Even if a line seems odd, print it as it is, and include every record.

==*==

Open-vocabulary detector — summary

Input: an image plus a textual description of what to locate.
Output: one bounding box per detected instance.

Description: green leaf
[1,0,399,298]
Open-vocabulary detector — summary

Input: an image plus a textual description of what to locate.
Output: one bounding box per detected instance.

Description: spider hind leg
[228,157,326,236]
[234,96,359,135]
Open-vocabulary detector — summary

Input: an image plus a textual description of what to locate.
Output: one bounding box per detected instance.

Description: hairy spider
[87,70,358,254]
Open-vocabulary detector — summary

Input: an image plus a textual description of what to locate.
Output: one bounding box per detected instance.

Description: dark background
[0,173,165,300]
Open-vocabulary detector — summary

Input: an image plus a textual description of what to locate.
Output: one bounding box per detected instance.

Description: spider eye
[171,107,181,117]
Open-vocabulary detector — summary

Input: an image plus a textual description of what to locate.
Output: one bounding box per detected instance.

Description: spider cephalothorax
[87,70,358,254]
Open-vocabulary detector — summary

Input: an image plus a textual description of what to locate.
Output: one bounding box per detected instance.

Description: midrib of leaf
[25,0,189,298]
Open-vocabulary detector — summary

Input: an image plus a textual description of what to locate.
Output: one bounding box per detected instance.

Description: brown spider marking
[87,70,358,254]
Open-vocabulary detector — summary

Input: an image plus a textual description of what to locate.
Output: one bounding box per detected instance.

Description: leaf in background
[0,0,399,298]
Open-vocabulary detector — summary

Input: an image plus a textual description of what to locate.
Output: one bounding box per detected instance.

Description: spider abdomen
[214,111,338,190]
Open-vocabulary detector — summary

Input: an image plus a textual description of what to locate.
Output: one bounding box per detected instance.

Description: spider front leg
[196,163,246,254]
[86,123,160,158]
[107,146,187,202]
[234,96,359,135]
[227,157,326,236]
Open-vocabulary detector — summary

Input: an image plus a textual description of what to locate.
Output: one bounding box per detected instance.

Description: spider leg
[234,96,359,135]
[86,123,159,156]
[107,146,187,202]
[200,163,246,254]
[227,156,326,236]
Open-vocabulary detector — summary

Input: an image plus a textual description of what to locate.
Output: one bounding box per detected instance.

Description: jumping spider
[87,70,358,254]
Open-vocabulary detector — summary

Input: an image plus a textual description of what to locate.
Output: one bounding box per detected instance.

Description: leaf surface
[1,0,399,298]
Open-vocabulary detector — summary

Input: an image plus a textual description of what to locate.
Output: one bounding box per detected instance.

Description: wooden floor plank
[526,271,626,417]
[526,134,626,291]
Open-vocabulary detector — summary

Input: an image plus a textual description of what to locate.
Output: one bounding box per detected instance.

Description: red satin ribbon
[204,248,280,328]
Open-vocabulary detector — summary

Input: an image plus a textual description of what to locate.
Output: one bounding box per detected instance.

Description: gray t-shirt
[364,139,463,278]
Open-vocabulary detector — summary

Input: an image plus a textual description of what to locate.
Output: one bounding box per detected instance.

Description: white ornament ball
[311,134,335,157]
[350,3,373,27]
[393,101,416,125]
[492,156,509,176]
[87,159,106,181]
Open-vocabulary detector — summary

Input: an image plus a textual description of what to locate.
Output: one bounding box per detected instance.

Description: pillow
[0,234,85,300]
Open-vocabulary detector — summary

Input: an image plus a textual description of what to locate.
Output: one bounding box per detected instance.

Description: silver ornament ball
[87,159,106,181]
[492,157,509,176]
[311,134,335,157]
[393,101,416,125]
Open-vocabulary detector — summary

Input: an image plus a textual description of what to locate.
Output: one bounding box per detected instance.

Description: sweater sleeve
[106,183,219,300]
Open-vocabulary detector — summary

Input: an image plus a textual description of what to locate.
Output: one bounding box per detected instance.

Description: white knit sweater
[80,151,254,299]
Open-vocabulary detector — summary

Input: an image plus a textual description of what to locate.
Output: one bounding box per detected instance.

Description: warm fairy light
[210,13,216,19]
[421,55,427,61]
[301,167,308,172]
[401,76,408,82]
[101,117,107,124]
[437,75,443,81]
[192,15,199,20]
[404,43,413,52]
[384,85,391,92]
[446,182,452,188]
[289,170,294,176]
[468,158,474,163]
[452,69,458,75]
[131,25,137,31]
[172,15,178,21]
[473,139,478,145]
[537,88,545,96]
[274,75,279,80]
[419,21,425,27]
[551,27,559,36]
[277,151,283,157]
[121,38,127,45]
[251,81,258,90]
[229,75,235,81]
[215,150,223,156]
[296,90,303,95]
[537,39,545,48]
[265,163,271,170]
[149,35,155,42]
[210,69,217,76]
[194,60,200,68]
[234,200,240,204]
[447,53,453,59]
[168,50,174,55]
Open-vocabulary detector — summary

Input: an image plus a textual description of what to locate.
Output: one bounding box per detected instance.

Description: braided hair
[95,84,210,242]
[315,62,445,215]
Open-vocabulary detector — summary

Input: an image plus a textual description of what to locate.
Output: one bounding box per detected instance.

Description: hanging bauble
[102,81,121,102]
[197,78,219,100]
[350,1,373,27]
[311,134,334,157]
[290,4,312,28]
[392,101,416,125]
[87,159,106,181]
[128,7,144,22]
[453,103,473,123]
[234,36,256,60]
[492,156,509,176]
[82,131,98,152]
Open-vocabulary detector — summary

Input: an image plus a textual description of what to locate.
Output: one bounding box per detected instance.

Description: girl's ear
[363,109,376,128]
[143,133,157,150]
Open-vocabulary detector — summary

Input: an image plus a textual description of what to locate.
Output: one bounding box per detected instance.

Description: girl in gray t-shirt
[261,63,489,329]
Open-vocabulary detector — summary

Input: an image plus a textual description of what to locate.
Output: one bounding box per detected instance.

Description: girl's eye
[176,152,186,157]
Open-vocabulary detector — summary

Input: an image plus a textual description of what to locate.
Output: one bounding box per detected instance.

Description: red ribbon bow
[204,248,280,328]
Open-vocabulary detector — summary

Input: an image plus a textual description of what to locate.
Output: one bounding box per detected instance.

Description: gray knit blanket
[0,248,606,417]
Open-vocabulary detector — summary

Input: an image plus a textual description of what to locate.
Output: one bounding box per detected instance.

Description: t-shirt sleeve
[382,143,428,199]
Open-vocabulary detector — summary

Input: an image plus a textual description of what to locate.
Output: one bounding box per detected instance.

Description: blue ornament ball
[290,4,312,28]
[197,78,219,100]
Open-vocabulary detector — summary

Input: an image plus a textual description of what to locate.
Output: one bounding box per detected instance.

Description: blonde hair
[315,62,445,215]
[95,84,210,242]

==*==

# [ANSWER]
Open-vocabulary detector — summary

Input: an image plus a textual description of what to locate.
Output: one bounding box per detected instance.

Description: green leaf
[1,0,399,298]
Open-vocabulary detector — summary

Input: an image plus a textual description of what to locate.
Output: one bounding box per detected instance.

Description: spider hind leg
[228,157,326,236]
[234,96,359,135]
Open-vocabulary detector — summary

Input: an image plus a textual description of what to locate.
Output: one bounding box per detected instance.

Description: hairy spider
[87,70,358,254]
Open-vocabulary detector — summary

Input: an image plus a textual description of what to locate.
Output: one bounding box per detected instance.

Description: dark background
[0,173,165,300]
Open-vocabulary detector — summary

Input: an image plus a textual description of what to locate.
Output: one bounding box per detected instance.

Description: spider eye
[171,107,181,117]
Open-vocabulary detector — summary

Input: an image plus a textual description of what to locate.
Output: one bounding box per detected instance.

Description: spider cephalothorax
[87,70,358,254]
Open-vocabulary detector — summary

Input: an image plus a textual description of what to locate.
Output: one bounding box per detected instance.

Description: midrib of leaf
[25,0,189,298]
Open-vocabulary detector — summary

Input: an image plus a textual description of what to locate.
Output: one bounding box per detected instance.

Description: brown spider marking
[87,70,358,254]
Open-vocabulary detector — summary

Input: an image plus a textual description of what to locate.
Output: one bounding box per detected instance.

Description: leaf in background
[0,0,399,298]
Open-vocabulary detector — summary

Input: an image plus a textual description of what to locate.
Output: one bounding box per detected instance.

Description: spider abdomen
[214,111,338,190]
Open-vocabulary detector — summary

Input: an image plus a textual description of what to locate.
Output: one bounding box per detected instance.

Description: spider front leg
[196,163,246,254]
[86,123,160,158]
[107,146,187,202]
[234,96,359,135]
[227,157,326,236]
Open-vocabulary detector — summary

Input: an image plus a textual description of what to locate.
Output: one bounding box per detected instance.

Description: spider leg
[234,96,359,135]
[86,123,159,156]
[107,146,187,202]
[200,163,246,254]
[227,156,326,236]
Open-vocabulary detector — summary

Input: an image plus a textual description of what to locate.
Output: one bounding box per detected instance.

Description: jumping spider
[87,70,358,254]
Open-vocabulary detector — summary

Input: an image plus a textual description of what to locate.
Output: one bounding box per detected instance.

Description: leaf surface
[1,0,399,298]
Open-vocabulary detector — summary

Input: an image plus a textual description of what to locate.
Output: one bounding box per detected instance.

Description: wooden floor plank
[526,271,626,417]
[526,134,626,291]
Open-vocabulary detector — summary

Input: an image plus a textual description of what to locate.
Output: one bounding box per detected instance.

Description: red satin ribbon
[204,248,280,328]
Open-vocabulary detector — summary

Input: an image plus a textual description of what to locate.
Output: one bounding box per detected instance.

Description: gray t-shirt
[364,139,463,278]
Open-vocabulary detector — summary

Input: an image plus a textual description of what to locate.
Output: one bounding box per detected instance.

Description: white ornament ball
[311,134,335,157]
[350,3,373,27]
[393,101,416,125]
[492,156,509,176]
[87,159,106,181]
Open-vocabulary detector — summary

Input: an image plus a textual description of what to locate.
Output: one bounding box per detected instance.

Description: pillow
[0,234,85,300]
Open-vocabulary detector — summary

Input: an image plus a textual description of what to locate.
Output: one bounding box per detected instance.

Description: silver ornament ball
[87,159,106,181]
[492,157,509,176]
[311,134,335,157]
[393,101,416,125]
Open-vocabulary detector — summary

Input: an image plus a textual description of what to locate.
Output: one bounding box per detected instance.

Description: sweater sleeve
[106,183,219,300]
Open-vocabulary detector — summary

Input: an image plus a textual description of what to locate.
Output: one bounding box per detected instance.

Description: white knit sweater
[80,151,254,299]
Open-vocabulary detector — summary

Input: an image plus a textual description of what to locate.
Output: one bounding box per detected instance.

Description: warm fairy light
[210,13,216,19]
[421,55,427,61]
[301,167,308,172]
[401,76,408,82]
[101,117,107,124]
[437,75,443,81]
[192,15,199,20]
[404,43,413,52]
[384,85,391,92]
[446,182,452,188]
[289,170,294,176]
[468,158,474,163]
[452,69,458,75]
[131,25,137,31]
[172,15,178,21]
[473,139,478,145]
[537,88,545,96]
[274,75,279,80]
[419,21,425,27]
[551,27,559,36]
[277,151,283,157]
[121,38,127,45]
[251,81,258,90]
[229,75,235,81]
[215,150,223,156]
[296,90,303,95]
[537,39,545,48]
[265,163,271,170]
[149,35,155,42]
[210,69,217,76]
[194,60,200,68]
[234,200,240,204]
[447,53,453,59]
[168,50,174,55]
Open-vocabulary detector — summary

Input: an image plus a textual description of what to locate.
Output: one bounding box per detected instance.

Description: braided hair
[95,84,210,242]
[315,62,445,215]
Open-vocabulary detector — summary

Input: an image plus a textual description of what to locate.
Output: one bounding box per detected instance.

Description: hanging bauble
[102,81,121,102]
[197,78,219,100]
[350,1,373,27]
[311,134,334,157]
[290,4,312,28]
[392,101,416,125]
[87,159,106,181]
[128,7,144,22]
[453,103,473,123]
[234,36,256,60]
[492,156,509,176]
[82,131,98,152]
Open-vocabulary detector — summary

Input: an image plus a textual description of what to locate.
Output: one bounding box per detected instance.

Description: girl's ear
[363,109,376,128]
[143,133,157,150]
Open-vocabulary detector — summary

Input: an image plus a textual description of what to locate.
Output: one bounding box per detected instance.

Description: girl in gray t-shirt
[261,63,489,329]
Open-vocabulary detector — summary

Input: an image plus a textual description of what to locate.
Output: one bounding box per detected instance.

Description: girl's eye
[176,152,186,157]
Open-vocabulary detector — summary

Input: an image plus a textual description of what to locate.
Output: one bounding box per detected instance.

Description: red ribbon bow
[204,248,280,328]
Open-vocabulary detector — summary

Input: an image plus a textual description of what to locate.
Output: one bounding box per detected instance.

Description: gray knit blanket
[0,248,606,417]
Open-vocabulary detector — summary

Input: an image plus a textual description of what to locate.
Output: one bounding box per detected instance.

Description: t-shirt sleeve
[382,143,428,199]
Open-vocabulary detector — summary

Input: an image plus a textual description of what to locate.
Output: one bounding box per detected instance.

Description: blue ornament ball
[290,4,312,28]
[197,78,219,100]
Open-vocabulary detector — summary

Input: an image plus a textual description of what to locate.
Output: one bounding box per detected instance.

Description: blonde hair
[315,62,445,215]
[95,84,210,242]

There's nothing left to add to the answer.